Object pointing dataset lines
begin
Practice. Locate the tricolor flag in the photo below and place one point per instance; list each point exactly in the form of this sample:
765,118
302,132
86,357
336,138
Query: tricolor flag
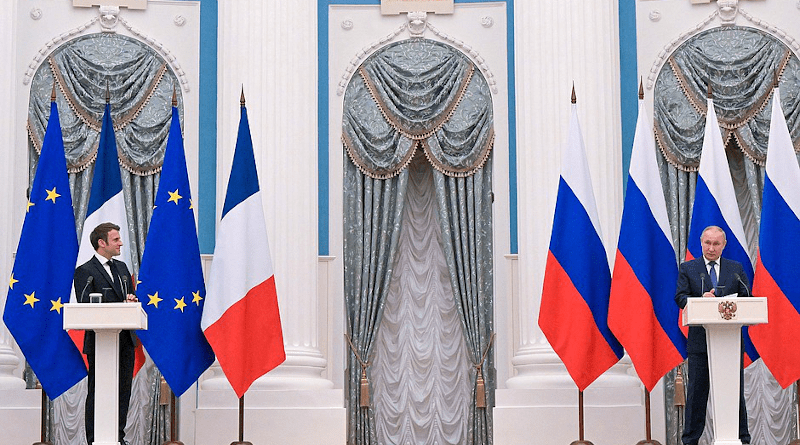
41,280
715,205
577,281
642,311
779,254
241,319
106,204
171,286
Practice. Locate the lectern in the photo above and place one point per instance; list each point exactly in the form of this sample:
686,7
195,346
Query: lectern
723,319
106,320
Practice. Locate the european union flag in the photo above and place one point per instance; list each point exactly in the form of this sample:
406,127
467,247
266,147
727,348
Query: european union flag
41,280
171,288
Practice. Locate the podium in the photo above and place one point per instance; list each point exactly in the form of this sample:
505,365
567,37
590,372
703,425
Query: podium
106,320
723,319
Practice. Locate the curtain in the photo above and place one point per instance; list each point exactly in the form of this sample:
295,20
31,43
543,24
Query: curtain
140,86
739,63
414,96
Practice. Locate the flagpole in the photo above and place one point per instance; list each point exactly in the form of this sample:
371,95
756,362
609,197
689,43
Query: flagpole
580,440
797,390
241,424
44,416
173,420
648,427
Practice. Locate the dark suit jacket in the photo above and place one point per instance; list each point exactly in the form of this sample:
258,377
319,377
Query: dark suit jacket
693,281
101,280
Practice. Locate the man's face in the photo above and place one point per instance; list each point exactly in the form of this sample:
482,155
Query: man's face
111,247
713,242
end
▶ **Objective**: Copy every line above verbatim, from the first through the last, omitting the picture.

▶ **Task answer**:
Practice. Locate the tricolor flag in the photo below and place one point per instance; list each point exactly in the form of this sample:
765,118
302,132
86,357
336,138
Query: tricolor flag
41,280
715,205
577,281
642,311
779,254
241,319
106,204
171,286
Practice. Locate the lectern in the photo above and place one point per instance; list each point exactly in the form of this sample:
686,7
195,346
Query: lectern
723,319
106,320
Practice. Locate the european union flag in the photo above and place one point per instance; list each point exactly in the form of this sample:
406,127
467,247
266,147
727,348
Query: european union flag
41,280
171,288
Practice. Locate the podium in the photo above and place one point per instance; list each point exactly in the form of this sample:
505,365
567,37
590,372
703,425
Query: podium
106,320
723,319
Practice. Locate the curtain in the photo above and place one point per instance; list each point exactly in the form of this sample:
295,20
31,43
543,24
Query: curtain
140,86
739,63
414,96
Practice. Locate the flagpole in the photo above and place one point per instance; list each point exactly in the form of this sample:
371,95
756,362
609,197
689,43
Query: flagpole
580,440
797,390
241,424
44,416
173,420
648,427
Practice. Locate the dark suit jacket in the photo above and place one point per instance; list each point exactly in the form of this sample:
258,377
319,377
Query: dark suit jacket
693,281
101,280
Practice. Locate the man's face in the photo above and place one point per instance; list each point exactly in the form of this sample:
482,155
Query: man's face
111,247
713,242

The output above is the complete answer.